Question
Block B in the figure below weighs 713 N. The coefficient of static friction between block and table is 0.20. Assume that the cord between B and the knot is horizontal. Find the maximum weight of block A for which the system will be stationary.
Answers
bobpursley
Where is the knot? where is block A
the knot is inbetween block b and the wall. block a hangs from the knot. the knot is connected to the wall by a rope attached to the wall at 30 degrees from the horizontal
bobpursley
OK, break the problem into two parts, the rope tension into vertical and horizontal parts.
Since the wall and block both support the vertical equally, the vertical down force on the blockB is 1/2 weightA.
So forcefrictionB= mu*forcenormal
=mu(massB*g+1/2 massA*g)
now, that force of friction is opposing the horizontal part of tension.

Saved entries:
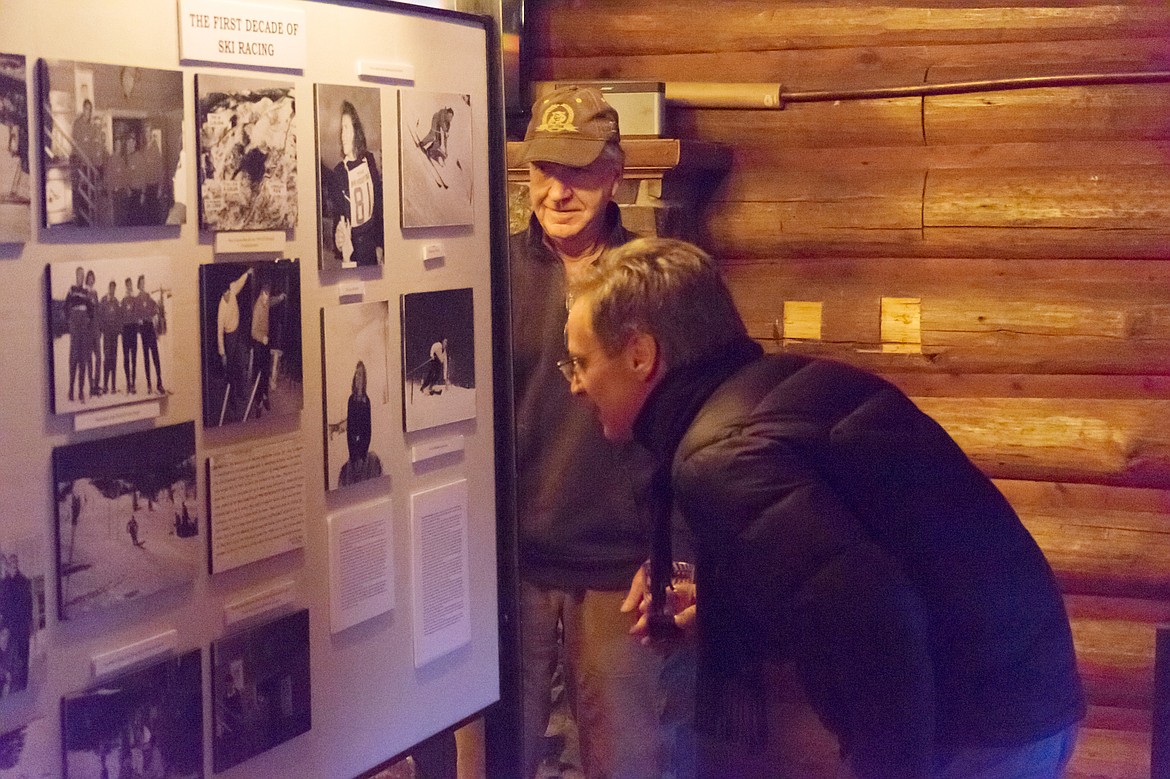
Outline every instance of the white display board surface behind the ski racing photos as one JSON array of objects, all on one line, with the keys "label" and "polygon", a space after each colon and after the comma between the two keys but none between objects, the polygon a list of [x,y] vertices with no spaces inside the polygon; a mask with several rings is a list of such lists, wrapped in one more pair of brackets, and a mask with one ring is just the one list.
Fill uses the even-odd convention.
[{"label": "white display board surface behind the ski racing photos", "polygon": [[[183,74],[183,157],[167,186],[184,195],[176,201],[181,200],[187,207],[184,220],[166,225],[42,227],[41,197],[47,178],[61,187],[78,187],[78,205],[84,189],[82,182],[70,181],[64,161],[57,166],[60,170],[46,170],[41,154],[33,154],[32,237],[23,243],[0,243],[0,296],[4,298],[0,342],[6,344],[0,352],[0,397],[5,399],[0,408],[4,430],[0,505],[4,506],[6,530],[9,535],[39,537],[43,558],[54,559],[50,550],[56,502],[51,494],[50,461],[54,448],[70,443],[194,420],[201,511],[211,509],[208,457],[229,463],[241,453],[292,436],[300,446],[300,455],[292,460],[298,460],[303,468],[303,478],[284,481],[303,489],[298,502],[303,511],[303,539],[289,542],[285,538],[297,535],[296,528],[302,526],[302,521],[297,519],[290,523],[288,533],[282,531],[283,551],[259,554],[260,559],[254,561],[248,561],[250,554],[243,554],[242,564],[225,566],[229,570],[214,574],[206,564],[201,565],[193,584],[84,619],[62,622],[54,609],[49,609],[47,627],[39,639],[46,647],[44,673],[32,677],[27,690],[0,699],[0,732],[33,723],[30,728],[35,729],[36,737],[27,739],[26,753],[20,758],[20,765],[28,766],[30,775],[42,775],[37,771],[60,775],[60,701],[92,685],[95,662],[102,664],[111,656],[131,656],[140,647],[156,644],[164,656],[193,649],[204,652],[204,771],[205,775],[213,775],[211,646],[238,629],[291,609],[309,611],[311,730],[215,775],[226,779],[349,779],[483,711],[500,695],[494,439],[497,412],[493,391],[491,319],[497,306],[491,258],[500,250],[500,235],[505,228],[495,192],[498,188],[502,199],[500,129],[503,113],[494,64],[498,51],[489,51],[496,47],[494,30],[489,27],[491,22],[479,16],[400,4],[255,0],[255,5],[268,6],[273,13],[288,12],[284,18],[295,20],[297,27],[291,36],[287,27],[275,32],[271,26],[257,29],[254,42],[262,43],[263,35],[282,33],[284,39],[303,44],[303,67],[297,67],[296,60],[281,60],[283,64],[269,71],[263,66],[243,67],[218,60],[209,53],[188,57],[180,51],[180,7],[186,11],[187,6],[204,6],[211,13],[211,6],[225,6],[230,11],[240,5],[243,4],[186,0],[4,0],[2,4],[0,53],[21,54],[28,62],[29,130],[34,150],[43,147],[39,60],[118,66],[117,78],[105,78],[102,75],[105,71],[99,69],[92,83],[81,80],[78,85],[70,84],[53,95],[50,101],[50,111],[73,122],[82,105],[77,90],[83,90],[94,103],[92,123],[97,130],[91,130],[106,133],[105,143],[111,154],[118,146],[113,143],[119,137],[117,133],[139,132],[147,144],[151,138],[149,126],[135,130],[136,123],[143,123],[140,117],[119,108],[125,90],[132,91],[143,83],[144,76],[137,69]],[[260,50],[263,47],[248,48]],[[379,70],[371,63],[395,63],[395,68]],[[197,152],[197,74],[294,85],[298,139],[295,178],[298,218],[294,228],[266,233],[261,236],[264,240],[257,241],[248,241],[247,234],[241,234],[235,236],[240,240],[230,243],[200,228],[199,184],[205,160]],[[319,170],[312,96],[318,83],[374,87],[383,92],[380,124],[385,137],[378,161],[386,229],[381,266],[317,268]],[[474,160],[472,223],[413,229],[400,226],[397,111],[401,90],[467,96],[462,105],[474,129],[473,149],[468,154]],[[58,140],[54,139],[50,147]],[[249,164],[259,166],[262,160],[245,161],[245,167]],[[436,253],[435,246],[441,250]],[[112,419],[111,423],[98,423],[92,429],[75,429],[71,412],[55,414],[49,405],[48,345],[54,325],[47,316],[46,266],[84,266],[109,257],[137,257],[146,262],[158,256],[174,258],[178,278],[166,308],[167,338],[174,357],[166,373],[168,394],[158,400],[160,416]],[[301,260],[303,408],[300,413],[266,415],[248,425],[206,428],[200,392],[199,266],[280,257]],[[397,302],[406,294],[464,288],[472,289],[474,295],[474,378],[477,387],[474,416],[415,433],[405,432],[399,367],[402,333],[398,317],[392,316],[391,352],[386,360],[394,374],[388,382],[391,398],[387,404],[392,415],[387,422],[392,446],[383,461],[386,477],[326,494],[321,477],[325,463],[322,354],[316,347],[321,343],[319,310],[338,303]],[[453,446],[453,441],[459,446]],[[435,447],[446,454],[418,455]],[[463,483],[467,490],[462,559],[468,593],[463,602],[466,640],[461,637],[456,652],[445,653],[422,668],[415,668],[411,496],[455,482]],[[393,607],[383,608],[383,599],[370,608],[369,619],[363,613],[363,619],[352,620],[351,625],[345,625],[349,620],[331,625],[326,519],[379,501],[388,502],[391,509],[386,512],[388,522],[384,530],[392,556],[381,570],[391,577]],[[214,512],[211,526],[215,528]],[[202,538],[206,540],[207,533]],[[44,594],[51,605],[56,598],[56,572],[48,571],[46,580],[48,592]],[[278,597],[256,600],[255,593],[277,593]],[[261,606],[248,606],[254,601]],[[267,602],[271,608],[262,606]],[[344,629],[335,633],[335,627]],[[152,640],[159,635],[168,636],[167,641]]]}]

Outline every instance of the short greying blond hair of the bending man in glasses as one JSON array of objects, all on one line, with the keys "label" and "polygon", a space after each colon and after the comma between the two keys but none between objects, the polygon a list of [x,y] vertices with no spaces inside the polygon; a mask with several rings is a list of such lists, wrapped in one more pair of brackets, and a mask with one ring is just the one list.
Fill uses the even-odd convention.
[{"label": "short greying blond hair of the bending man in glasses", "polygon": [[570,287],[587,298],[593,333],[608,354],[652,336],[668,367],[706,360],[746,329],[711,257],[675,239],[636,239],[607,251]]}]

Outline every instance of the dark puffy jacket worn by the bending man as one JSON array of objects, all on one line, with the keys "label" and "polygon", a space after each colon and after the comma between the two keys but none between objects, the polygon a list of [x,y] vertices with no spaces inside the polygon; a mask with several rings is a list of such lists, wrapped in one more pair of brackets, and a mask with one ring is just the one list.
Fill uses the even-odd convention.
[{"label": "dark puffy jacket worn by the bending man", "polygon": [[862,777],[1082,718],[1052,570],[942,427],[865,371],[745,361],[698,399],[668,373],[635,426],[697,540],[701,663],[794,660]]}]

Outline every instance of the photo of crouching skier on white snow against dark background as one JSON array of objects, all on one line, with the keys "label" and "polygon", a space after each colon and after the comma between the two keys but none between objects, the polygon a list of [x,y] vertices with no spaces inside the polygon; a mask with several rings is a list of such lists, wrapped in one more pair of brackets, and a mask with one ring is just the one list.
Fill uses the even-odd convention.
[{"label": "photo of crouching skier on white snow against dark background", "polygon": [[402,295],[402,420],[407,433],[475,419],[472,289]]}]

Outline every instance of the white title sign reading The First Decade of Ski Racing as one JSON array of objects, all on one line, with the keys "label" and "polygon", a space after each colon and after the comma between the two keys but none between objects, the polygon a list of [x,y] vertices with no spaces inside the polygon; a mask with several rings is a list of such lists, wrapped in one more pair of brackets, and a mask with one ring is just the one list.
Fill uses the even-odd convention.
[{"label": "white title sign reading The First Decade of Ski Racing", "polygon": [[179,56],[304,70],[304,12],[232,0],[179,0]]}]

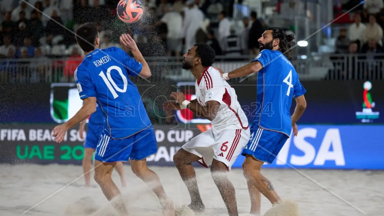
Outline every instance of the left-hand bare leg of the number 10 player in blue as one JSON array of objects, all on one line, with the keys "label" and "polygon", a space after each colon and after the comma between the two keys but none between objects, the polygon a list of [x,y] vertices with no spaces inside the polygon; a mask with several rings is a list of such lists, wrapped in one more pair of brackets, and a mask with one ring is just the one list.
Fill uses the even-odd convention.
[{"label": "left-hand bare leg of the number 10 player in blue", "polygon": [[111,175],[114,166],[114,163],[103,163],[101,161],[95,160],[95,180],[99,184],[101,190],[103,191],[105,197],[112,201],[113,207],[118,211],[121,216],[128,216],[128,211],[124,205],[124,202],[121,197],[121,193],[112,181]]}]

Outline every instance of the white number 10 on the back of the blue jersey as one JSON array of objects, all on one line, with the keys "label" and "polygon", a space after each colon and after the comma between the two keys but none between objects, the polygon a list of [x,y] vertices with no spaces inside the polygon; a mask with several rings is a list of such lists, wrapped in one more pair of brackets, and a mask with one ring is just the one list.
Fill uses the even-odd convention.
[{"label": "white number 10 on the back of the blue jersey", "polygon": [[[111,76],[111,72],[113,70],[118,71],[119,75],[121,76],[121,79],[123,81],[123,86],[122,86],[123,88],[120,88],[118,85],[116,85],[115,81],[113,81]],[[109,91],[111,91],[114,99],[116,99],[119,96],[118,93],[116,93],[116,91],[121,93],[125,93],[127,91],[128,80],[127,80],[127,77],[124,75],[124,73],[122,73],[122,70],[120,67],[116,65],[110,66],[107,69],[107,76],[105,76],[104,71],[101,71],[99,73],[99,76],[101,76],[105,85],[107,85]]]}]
...
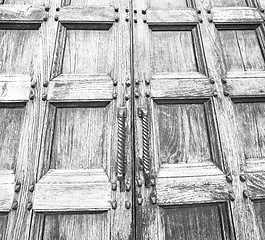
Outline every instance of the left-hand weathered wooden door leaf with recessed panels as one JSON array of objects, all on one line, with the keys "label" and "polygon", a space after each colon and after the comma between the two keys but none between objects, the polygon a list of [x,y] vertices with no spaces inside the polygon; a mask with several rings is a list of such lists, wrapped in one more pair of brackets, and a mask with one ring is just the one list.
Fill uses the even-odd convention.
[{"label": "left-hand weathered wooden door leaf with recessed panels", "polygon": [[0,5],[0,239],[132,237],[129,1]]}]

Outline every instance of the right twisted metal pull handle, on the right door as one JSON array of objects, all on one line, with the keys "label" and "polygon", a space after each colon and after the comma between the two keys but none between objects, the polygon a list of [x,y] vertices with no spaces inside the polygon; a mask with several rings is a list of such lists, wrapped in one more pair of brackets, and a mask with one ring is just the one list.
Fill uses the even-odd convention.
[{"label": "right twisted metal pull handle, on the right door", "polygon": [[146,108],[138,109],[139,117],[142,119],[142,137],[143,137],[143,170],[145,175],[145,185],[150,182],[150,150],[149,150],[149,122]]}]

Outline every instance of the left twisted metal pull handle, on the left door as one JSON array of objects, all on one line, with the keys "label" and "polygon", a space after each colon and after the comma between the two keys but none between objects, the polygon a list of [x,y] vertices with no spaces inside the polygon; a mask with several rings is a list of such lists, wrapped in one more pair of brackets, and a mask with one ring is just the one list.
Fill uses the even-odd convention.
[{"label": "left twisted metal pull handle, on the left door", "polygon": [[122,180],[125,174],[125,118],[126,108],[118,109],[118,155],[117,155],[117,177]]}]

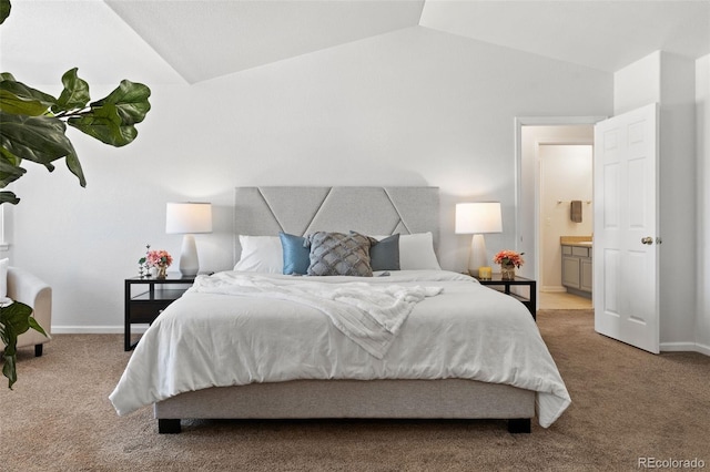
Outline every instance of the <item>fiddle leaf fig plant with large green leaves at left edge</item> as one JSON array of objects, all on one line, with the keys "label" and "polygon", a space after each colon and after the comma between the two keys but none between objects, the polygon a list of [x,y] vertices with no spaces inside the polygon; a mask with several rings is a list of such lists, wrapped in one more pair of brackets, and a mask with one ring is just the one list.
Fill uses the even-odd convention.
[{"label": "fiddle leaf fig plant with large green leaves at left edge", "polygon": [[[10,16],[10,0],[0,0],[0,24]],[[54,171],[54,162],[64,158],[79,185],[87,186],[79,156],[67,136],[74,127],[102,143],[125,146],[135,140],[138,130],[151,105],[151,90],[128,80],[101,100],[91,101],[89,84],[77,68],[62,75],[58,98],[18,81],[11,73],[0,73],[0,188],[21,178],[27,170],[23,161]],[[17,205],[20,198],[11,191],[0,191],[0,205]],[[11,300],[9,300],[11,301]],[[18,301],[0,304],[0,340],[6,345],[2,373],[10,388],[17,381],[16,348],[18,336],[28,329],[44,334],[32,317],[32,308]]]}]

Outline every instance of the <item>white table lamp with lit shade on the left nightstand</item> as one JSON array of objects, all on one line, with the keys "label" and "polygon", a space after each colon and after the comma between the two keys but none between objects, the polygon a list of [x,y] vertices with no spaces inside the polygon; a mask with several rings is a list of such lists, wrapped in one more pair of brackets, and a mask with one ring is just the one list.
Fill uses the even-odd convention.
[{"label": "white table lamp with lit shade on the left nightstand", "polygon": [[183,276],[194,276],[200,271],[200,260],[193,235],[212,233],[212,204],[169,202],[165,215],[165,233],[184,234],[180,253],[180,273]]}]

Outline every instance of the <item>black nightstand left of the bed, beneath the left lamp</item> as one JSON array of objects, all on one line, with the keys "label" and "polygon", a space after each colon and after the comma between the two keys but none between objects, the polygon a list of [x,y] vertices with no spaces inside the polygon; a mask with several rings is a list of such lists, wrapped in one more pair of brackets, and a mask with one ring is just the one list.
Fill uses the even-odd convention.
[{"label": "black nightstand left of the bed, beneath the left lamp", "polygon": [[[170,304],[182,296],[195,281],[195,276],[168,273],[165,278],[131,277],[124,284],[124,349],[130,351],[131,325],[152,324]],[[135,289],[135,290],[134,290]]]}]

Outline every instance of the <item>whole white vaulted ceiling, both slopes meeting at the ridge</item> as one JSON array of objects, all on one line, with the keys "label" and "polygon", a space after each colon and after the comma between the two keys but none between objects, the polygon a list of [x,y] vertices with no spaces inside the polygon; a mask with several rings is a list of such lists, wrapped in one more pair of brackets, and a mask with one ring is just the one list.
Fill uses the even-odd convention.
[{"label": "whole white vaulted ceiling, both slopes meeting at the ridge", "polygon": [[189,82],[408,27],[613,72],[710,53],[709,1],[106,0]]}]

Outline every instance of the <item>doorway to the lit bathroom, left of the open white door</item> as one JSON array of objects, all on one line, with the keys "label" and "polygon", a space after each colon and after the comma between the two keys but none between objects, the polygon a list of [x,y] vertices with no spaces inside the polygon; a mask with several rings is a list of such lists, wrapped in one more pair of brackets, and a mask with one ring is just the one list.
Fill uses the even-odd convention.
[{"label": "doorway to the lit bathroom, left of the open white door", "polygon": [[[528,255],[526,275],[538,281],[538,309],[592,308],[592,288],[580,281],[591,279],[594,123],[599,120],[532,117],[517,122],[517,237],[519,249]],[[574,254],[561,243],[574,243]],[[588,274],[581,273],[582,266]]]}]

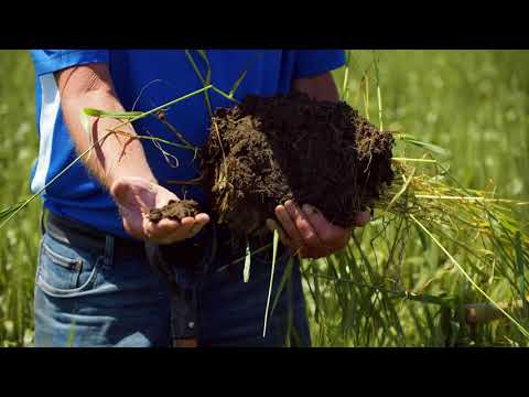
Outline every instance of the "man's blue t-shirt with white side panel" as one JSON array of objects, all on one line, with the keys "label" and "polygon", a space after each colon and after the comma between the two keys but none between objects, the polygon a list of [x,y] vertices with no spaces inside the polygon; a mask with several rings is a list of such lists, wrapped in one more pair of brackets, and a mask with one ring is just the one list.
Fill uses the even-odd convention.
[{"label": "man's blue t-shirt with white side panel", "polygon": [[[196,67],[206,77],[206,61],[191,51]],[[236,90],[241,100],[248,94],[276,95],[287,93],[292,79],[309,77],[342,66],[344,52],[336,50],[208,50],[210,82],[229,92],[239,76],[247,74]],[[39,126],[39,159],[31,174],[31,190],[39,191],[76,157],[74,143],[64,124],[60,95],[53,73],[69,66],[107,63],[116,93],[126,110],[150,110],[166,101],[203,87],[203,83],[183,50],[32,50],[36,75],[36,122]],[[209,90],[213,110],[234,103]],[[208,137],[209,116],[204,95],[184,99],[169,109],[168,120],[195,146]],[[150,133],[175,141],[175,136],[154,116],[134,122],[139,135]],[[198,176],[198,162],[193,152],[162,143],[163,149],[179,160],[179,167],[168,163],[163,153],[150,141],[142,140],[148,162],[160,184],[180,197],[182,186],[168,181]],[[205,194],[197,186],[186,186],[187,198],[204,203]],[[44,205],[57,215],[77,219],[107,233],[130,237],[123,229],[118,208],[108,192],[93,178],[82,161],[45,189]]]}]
...
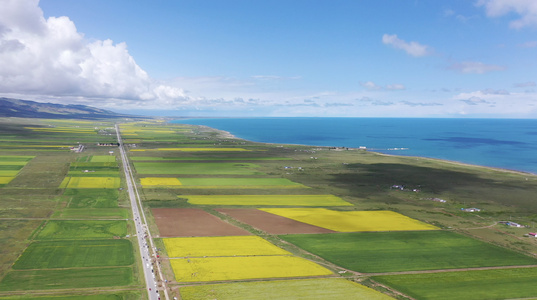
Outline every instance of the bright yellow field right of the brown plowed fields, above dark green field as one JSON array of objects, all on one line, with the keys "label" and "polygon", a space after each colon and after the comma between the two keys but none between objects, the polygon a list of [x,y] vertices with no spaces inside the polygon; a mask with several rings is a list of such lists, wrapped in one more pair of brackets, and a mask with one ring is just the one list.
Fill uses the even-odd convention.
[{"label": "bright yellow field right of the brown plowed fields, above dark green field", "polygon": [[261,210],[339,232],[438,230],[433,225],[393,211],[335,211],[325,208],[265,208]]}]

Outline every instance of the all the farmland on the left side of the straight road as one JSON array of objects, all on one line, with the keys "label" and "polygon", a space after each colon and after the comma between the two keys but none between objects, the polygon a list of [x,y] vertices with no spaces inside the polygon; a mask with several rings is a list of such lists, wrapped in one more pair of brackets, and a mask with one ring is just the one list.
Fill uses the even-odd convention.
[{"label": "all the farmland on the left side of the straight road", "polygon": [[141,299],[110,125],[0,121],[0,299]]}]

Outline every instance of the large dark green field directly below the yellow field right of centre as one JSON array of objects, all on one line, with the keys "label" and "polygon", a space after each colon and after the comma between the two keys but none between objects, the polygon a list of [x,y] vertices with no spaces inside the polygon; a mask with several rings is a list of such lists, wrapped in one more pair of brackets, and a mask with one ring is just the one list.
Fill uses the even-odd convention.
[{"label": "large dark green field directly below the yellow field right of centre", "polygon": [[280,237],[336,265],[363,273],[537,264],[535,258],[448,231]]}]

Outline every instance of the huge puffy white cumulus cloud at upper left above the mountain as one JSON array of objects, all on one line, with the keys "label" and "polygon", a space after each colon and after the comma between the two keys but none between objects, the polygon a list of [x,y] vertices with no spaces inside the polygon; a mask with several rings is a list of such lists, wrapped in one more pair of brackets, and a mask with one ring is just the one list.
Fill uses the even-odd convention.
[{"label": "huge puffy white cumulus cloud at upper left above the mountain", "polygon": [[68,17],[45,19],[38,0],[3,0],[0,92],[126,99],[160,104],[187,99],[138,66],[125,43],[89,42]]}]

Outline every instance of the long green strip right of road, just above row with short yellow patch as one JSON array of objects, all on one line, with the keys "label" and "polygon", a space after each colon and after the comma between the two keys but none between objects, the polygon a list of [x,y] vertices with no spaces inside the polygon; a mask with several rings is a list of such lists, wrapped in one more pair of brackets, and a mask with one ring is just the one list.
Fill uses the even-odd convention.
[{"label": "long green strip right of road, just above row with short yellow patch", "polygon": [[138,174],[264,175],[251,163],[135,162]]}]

— Questions on the material —
1. Answer these questions from the forum thread about the block and the knot, one line each:
(a) What is the weight of block B?
(b) What is the coefficient of static friction between block and table?
(c) At what angle from the horizontal is the rope attached to the wall?
2. Continue the forum thread about the block and the knot from the point where it stops.
The saved entries are material separate from the forum thread.

— Your responses —
1.
(a) 713 N
(b) 0.20
(c) 30 degrees

2.
horizontal: Tension*cosTheta, but
tension/.5Ma*g=sinTheta
or tension= .5Ma*g*sinTheta
horiztonal=friction force
.5Ma*g*sinTheta*cosTheta=mu*(MassB*g+.5Ma*g)
solve for MassA
Since the wall and block both support the vertical equally, the vertical down force on the blockB is 1/2 weightA.
So forcefrictionB= mu*forcenormal
=mu(massB*g+1/2 massA*g)
now, that force of friction is opposing the horizontal part of tension.
horizontal: Tension*cosTheta, but
tension/.5Ma*g=sinTheta
or tension= .5Ma*g*sinTheta
horiztonal=friction force
.5Ma*g*sinTheta*cosTheta=mu*(MassB*g+.5Ma*g)
solve for MassA
is Ma the mass of block a?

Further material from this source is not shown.